━━ Data for analysis
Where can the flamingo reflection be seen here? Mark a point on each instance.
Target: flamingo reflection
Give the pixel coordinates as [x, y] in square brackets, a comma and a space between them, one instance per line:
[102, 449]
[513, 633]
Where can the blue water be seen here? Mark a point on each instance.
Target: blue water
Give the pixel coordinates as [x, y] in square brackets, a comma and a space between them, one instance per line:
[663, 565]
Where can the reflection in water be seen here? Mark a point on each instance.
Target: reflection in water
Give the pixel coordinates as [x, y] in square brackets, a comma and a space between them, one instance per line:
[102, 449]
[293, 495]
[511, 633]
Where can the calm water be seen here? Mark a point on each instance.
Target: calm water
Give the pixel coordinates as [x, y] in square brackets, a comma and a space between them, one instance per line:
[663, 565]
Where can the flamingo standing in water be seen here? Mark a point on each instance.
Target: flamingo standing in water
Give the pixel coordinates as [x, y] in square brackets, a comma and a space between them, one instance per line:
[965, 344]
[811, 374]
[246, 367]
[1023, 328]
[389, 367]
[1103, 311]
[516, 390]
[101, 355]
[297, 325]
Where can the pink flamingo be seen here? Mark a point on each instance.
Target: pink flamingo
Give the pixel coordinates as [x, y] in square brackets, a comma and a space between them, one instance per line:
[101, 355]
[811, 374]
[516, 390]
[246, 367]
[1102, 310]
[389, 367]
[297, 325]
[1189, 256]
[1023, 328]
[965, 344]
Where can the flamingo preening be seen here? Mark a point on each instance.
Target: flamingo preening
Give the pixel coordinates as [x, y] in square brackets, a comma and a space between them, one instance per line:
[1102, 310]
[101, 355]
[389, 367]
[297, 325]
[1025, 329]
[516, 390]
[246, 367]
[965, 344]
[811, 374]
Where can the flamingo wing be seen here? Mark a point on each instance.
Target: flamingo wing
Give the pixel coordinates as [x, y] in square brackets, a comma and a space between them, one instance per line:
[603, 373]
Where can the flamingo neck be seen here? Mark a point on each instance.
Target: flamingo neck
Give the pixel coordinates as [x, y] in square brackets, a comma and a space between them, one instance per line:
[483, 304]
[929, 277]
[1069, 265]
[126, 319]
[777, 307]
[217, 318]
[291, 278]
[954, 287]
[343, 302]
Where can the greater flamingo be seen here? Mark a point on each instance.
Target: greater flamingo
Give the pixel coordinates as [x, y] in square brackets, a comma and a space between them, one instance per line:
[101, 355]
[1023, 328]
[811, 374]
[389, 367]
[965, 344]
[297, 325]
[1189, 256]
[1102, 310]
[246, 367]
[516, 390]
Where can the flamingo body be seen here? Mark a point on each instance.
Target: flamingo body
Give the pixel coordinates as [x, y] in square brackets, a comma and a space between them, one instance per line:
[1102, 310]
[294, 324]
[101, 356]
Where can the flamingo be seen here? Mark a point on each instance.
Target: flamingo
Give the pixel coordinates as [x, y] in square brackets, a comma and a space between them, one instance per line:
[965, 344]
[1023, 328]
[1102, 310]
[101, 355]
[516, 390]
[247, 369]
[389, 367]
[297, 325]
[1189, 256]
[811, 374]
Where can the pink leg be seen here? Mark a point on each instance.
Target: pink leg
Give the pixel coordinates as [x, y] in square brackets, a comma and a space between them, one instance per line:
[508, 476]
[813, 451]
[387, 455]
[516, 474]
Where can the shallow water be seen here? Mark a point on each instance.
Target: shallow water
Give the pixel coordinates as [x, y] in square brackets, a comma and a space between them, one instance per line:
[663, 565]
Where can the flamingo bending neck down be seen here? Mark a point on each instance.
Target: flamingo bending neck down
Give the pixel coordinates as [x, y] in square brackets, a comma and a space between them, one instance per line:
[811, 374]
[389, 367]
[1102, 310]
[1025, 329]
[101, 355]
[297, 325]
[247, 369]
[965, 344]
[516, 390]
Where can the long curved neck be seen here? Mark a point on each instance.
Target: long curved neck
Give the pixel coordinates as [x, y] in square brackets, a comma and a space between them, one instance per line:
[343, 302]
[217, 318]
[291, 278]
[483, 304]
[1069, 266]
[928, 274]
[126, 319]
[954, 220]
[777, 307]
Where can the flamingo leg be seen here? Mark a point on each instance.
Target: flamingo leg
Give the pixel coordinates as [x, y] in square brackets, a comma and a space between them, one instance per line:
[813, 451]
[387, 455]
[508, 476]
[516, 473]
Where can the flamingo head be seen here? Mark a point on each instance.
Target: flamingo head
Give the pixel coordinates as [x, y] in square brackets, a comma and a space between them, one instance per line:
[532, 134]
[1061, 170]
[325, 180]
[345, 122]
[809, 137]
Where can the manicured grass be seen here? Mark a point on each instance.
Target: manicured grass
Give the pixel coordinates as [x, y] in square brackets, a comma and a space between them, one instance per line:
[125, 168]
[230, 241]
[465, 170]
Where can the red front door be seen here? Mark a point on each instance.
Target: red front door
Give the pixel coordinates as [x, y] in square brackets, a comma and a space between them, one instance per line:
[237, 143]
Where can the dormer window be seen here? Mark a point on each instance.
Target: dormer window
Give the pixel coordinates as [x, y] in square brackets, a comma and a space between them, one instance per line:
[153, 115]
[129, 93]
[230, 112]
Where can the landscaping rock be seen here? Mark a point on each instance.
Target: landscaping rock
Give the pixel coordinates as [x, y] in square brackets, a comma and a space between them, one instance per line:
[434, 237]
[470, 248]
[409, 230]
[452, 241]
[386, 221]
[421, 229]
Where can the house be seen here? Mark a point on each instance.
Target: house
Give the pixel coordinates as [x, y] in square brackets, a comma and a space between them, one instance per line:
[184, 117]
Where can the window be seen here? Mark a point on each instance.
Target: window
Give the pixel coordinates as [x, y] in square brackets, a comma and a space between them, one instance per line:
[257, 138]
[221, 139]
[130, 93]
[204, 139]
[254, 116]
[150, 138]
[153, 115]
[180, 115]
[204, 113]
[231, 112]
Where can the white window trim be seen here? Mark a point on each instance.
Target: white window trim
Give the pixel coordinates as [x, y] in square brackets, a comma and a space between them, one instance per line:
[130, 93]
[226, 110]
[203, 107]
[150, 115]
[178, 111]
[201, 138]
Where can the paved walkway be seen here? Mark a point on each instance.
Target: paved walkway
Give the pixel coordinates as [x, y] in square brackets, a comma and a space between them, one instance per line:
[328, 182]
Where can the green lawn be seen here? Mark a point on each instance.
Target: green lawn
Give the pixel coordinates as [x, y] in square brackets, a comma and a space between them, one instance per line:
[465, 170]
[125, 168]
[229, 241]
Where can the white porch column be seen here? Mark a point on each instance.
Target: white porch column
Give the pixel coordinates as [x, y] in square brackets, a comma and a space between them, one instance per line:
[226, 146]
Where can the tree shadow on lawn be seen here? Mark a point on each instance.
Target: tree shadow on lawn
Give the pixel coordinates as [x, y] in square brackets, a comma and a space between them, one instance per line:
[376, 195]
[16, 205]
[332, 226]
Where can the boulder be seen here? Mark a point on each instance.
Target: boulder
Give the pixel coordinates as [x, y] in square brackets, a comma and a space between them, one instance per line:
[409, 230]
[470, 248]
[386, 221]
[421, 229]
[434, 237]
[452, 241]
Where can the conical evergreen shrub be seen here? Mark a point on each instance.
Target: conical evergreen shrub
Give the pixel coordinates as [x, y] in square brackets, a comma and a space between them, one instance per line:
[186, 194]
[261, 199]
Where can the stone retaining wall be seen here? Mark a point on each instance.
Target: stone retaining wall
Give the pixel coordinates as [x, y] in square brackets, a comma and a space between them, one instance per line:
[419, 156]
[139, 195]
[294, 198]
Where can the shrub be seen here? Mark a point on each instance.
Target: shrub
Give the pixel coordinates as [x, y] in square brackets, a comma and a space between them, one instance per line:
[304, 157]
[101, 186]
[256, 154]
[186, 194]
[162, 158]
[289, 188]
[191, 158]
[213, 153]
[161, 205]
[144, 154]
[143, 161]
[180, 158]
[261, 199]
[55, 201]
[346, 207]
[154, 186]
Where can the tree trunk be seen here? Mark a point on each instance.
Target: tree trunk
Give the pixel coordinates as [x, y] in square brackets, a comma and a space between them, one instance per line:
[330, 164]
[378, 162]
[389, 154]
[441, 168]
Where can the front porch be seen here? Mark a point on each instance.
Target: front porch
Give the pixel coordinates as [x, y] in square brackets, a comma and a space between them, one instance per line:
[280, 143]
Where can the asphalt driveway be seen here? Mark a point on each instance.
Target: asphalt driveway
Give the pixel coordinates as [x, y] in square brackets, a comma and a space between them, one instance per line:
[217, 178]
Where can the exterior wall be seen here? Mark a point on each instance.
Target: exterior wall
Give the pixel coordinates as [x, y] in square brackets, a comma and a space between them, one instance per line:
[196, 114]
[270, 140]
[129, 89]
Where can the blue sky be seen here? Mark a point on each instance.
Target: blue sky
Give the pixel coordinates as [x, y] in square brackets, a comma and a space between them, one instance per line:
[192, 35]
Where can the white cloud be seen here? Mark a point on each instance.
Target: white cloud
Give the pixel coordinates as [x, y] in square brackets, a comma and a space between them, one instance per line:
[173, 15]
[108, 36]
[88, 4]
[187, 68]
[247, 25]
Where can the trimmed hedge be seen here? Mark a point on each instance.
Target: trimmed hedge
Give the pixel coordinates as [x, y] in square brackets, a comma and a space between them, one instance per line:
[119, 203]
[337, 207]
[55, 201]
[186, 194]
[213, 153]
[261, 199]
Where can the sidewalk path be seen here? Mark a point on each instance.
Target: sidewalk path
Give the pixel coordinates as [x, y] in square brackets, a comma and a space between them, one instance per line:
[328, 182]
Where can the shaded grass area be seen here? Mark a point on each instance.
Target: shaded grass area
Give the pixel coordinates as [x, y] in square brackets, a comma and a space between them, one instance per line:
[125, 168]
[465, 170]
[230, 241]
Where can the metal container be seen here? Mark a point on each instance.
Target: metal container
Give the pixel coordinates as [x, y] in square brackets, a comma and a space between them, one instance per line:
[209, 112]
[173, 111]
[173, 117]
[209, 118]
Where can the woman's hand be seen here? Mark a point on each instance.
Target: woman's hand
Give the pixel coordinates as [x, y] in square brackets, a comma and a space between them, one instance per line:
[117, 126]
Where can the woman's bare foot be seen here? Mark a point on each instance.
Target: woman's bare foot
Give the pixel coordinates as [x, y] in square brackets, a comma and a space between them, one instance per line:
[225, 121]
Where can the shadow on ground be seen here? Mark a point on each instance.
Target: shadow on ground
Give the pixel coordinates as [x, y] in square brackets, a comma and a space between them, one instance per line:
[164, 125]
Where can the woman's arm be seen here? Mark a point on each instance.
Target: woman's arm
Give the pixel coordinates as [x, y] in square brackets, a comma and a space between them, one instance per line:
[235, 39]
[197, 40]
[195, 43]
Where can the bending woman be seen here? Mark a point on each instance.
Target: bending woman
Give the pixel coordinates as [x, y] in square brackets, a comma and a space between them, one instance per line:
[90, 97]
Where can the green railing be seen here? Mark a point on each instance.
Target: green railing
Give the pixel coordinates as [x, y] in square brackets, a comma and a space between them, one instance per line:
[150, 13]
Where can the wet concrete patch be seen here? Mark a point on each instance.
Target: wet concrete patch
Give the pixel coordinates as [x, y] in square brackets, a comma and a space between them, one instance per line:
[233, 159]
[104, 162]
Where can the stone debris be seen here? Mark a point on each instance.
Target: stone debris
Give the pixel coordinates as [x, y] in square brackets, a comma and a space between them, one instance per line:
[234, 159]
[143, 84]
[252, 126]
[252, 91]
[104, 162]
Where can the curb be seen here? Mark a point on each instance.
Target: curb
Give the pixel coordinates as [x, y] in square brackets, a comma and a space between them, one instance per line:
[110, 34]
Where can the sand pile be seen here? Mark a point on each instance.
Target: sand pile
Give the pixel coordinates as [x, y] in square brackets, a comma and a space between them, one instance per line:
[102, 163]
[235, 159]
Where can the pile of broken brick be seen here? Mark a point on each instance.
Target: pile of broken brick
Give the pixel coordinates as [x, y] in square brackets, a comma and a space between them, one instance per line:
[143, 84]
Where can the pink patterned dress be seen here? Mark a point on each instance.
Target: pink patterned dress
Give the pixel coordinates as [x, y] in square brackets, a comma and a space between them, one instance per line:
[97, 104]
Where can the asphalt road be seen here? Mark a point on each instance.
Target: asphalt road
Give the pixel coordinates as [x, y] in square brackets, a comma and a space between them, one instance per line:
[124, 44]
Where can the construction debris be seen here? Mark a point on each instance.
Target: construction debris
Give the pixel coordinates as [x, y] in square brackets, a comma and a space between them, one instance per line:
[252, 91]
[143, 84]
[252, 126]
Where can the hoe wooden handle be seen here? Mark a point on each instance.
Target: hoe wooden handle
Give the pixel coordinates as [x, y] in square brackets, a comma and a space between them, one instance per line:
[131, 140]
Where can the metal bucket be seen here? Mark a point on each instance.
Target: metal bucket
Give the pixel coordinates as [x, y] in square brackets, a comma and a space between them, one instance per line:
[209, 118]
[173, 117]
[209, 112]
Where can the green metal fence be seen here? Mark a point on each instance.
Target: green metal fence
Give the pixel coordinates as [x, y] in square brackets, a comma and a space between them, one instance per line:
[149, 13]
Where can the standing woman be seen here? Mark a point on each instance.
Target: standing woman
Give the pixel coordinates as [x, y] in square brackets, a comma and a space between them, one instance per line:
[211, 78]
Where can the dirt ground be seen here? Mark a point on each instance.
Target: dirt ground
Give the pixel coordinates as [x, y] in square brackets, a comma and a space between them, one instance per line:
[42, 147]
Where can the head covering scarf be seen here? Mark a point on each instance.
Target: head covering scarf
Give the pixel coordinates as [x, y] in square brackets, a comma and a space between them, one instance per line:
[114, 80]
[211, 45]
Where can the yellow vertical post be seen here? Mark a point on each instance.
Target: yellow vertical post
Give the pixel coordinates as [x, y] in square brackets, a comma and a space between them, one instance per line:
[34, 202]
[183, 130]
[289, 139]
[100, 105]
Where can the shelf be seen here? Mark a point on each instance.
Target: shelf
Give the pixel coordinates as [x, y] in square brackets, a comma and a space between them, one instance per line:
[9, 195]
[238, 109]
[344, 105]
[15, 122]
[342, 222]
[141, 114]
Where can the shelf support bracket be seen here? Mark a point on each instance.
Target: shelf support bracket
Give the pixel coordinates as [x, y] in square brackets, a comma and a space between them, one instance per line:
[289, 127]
━━━━
What needs to be done. Go through the entries above and pull out each line with "bending" in it.

Exercise answer.
Where can the flamingo bending neck down be seen here? Mark a point on each instance.
Target: flamingo bending neck down
Where can the bending woman be seen here? Mark a point on each instance.
Target: bending woman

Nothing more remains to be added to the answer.